■ **Written exercise**
Can you rename "puffy cloud" to "cumulus cloud" everywhere in the data below, keeping every other line as it is?

## Begin Dataset entries

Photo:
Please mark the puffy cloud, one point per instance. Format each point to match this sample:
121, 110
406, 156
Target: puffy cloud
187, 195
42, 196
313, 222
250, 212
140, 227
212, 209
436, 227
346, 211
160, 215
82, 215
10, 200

## End Dataset entries

■ **Finished task**
Photo:
Please mark the cumulus cloud, one point per instance. Format each point to match this sample:
121, 110
406, 156
Target: cumulus cloud
187, 195
42, 196
313, 222
250, 212
140, 227
212, 209
436, 227
346, 211
160, 215
82, 215
10, 200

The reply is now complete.